··· INPUT ROWS
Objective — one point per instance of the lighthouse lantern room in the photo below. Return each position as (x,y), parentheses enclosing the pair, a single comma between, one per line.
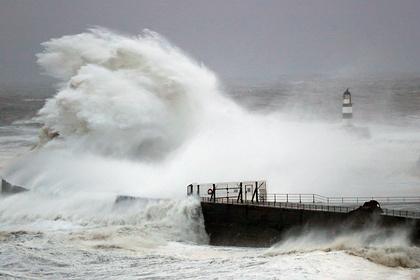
(347,105)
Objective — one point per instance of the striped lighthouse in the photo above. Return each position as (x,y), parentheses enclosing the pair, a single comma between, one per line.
(347,105)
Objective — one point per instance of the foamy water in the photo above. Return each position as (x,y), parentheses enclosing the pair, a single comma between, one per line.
(137,116)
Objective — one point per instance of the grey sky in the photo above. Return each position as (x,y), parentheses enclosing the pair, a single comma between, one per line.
(237,39)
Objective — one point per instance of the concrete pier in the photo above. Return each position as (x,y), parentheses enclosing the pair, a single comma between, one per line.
(264,219)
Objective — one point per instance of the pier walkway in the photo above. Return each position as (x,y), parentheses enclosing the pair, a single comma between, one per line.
(255,193)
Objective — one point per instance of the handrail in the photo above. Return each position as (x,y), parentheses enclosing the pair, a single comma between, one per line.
(311,207)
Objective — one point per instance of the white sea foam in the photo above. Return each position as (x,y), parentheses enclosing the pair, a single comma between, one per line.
(137,116)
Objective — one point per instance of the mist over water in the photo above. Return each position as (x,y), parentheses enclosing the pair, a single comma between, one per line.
(137,116)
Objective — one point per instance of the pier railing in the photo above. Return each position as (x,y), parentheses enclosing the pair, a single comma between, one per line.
(344,200)
(310,206)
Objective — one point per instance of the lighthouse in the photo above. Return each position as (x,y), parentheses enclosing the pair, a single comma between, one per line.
(347,106)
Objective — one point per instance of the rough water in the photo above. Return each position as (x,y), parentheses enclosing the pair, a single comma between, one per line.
(137,116)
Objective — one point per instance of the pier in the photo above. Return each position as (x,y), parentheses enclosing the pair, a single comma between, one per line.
(244,214)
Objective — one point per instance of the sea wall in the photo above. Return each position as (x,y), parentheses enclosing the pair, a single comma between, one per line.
(260,226)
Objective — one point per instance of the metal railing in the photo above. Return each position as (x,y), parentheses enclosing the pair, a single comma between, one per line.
(304,204)
(316,198)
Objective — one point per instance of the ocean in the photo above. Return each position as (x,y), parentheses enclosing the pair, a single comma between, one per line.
(137,116)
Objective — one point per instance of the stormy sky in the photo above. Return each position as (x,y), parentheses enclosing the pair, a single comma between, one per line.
(238,39)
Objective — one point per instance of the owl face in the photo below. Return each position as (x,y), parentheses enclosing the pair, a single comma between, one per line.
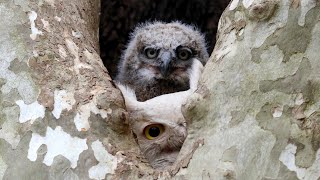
(160,141)
(158,123)
(165,51)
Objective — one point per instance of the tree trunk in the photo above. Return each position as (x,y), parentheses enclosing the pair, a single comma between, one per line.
(255,115)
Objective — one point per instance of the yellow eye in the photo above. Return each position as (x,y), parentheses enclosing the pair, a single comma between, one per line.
(152,131)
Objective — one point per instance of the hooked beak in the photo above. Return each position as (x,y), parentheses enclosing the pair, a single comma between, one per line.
(165,66)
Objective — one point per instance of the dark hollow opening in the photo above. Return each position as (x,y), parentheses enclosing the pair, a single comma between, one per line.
(119,17)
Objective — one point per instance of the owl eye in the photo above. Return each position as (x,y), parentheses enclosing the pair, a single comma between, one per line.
(151,52)
(184,53)
(152,131)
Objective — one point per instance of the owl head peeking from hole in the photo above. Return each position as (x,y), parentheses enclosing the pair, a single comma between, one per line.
(158,58)
(158,123)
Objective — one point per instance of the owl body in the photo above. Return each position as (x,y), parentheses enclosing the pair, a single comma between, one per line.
(159,57)
(158,123)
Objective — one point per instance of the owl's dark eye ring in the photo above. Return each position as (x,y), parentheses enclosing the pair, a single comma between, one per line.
(184,53)
(153,130)
(151,53)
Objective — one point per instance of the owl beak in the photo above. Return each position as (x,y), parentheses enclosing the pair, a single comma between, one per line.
(165,66)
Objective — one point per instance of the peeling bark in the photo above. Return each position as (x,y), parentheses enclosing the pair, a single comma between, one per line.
(255,114)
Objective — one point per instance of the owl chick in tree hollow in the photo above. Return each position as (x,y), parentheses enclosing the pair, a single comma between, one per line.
(158,58)
(158,124)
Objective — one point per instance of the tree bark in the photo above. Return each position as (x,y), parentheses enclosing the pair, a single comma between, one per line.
(60,115)
(255,115)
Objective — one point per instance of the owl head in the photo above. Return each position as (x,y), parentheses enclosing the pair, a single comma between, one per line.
(158,123)
(163,51)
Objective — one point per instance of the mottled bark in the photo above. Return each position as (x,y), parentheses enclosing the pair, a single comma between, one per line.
(255,114)
(60,115)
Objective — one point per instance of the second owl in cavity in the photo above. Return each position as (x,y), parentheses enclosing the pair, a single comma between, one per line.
(159,58)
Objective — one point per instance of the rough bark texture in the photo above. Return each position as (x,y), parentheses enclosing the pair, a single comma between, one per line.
(255,114)
(257,108)
(60,115)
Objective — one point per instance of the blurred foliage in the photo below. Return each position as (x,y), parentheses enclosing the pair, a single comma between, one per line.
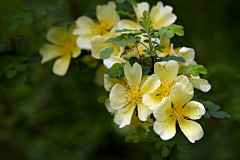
(43,116)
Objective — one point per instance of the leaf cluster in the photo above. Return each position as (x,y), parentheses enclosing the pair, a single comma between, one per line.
(192,69)
(214,110)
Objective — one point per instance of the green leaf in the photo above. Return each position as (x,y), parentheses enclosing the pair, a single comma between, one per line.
(134,60)
(21,67)
(106,53)
(212,107)
(134,137)
(102,99)
(40,11)
(11,73)
(15,15)
(132,2)
(131,39)
(220,114)
(11,25)
(170,33)
(26,19)
(145,70)
(183,145)
(120,1)
(179,32)
(20,78)
(141,131)
(207,115)
(165,151)
(156,157)
(159,144)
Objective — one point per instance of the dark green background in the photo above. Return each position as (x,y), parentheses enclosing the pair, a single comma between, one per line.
(51,117)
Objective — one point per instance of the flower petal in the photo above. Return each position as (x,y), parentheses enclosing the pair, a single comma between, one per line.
(140,8)
(201,84)
(109,62)
(127,24)
(151,101)
(84,41)
(188,54)
(163,110)
(165,129)
(107,13)
(84,26)
(123,116)
(109,82)
(108,106)
(181,93)
(49,52)
(192,130)
(116,96)
(194,110)
(61,65)
(167,71)
(151,84)
(76,52)
(143,112)
(133,74)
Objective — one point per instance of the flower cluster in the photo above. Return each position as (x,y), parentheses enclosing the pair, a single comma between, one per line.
(145,74)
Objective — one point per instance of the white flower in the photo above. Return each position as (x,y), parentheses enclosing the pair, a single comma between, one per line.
(107,17)
(161,16)
(177,108)
(167,73)
(63,46)
(124,98)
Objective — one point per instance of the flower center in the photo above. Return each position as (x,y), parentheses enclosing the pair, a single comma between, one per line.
(68,47)
(100,27)
(164,89)
(133,95)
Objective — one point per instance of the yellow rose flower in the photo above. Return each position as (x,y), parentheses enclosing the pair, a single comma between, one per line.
(177,108)
(63,45)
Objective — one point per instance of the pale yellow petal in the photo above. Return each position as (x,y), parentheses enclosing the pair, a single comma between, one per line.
(58,35)
(84,26)
(49,52)
(133,74)
(194,110)
(151,100)
(192,130)
(61,65)
(167,71)
(181,93)
(117,96)
(163,110)
(84,41)
(123,116)
(143,112)
(165,129)
(188,54)
(108,106)
(109,62)
(76,52)
(201,84)
(140,8)
(127,24)
(97,45)
(107,14)
(109,82)
(151,84)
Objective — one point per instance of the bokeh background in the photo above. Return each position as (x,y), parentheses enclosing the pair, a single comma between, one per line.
(43,116)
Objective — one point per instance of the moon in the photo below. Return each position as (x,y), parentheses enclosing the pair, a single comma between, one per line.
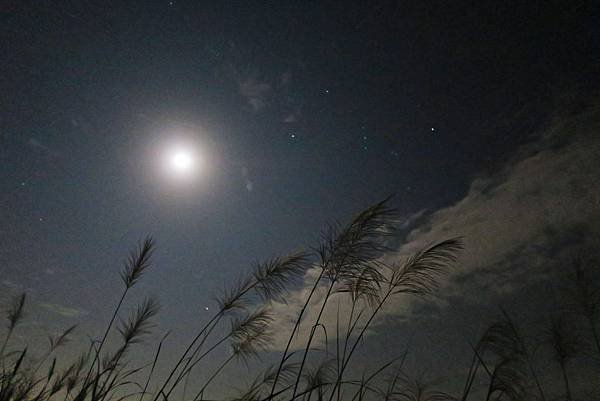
(182,162)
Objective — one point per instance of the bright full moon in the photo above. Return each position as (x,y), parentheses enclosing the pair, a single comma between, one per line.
(182,162)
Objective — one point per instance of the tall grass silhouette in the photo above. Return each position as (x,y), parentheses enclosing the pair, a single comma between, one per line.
(347,265)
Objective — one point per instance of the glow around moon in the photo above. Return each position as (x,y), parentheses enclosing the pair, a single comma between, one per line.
(182,162)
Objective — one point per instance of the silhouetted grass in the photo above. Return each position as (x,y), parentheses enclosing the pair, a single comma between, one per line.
(347,263)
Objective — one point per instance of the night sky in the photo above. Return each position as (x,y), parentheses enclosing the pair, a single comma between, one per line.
(301,114)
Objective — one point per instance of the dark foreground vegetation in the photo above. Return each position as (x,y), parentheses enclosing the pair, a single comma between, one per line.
(507,364)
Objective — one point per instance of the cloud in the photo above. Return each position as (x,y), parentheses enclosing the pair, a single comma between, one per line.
(37,144)
(256,93)
(62,310)
(519,225)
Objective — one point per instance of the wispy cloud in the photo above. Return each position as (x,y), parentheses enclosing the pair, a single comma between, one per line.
(518,224)
(256,93)
(37,144)
(62,310)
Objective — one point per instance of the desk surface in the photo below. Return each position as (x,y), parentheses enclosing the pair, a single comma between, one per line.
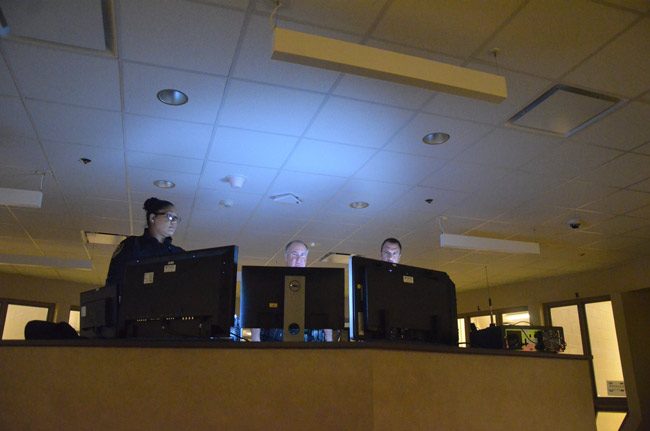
(132,383)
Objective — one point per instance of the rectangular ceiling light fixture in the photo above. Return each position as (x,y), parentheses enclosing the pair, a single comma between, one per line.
(49,262)
(564,110)
(488,244)
(102,238)
(21,198)
(317,51)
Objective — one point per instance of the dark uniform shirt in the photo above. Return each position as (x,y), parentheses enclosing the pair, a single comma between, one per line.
(136,247)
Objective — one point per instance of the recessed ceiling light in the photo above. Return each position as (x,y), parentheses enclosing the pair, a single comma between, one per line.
(435,138)
(169,96)
(164,184)
(359,205)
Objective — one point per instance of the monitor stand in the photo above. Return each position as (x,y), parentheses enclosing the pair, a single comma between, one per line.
(294,308)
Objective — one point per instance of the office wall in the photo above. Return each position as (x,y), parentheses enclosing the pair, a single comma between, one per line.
(632,323)
(62,293)
(626,277)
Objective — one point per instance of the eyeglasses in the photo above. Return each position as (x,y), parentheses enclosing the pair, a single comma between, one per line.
(171,217)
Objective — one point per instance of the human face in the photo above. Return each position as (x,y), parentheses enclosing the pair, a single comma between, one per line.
(391,252)
(163,224)
(296,256)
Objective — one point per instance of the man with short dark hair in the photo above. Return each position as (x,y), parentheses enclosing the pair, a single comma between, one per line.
(391,250)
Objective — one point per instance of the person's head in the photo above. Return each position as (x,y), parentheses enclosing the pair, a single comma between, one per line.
(162,219)
(295,254)
(391,250)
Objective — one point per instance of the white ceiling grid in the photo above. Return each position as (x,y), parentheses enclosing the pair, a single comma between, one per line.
(327,137)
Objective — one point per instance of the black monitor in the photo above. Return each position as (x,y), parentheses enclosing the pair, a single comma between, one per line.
(394,302)
(269,293)
(184,295)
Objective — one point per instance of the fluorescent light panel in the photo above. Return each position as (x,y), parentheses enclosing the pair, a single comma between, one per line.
(21,198)
(317,51)
(488,244)
(102,238)
(50,262)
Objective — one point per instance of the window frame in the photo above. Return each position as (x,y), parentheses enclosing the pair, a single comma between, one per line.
(498,318)
(603,404)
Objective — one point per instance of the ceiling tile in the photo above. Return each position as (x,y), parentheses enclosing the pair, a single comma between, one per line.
(620,202)
(379,195)
(23,153)
(481,206)
(268,109)
(76,23)
(520,187)
(103,177)
(78,125)
(141,180)
(462,134)
(351,17)
(64,76)
(170,137)
(260,244)
(452,20)
(243,203)
(142,84)
(464,177)
(254,62)
(327,158)
(257,180)
(312,188)
(357,123)
(621,172)
(619,225)
(621,67)
(570,159)
(415,200)
(92,207)
(522,89)
(643,186)
(275,224)
(574,194)
(13,118)
(328,229)
(508,148)
(251,148)
(625,129)
(387,93)
(179,34)
(535,40)
(641,212)
(643,149)
(398,168)
(211,222)
(164,163)
(638,5)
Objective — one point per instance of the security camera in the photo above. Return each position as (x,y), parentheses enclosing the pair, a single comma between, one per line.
······
_TASK INSTRUCTIONS_
Starting from the line with "Objective — one point per instance of the ceiling" and ending with the final line of the data, quote every line exactly, both ends included.

_TASK ANSWER_
Objective — one point per instance of the ceiling tile in the photo above. Return each position as (x,y), parentheses enclosing the pair, a single comma between, one per line.
(620,202)
(379,195)
(23,153)
(481,206)
(268,109)
(76,23)
(520,187)
(103,177)
(78,125)
(141,180)
(462,134)
(351,17)
(64,76)
(170,137)
(260,244)
(452,20)
(243,203)
(142,84)
(464,177)
(254,62)
(327,158)
(257,180)
(312,188)
(357,123)
(621,172)
(619,225)
(621,67)
(570,159)
(415,200)
(92,207)
(522,89)
(643,186)
(275,224)
(574,194)
(13,118)
(328,229)
(508,148)
(251,148)
(625,129)
(387,93)
(179,34)
(535,40)
(641,212)
(643,149)
(398,168)
(211,222)
(164,163)
(638,5)
Objective — one point per instance of the security camera in the photo above. Return each position as (x,y), parentheses enclosing the pair, a single comma between, one per line.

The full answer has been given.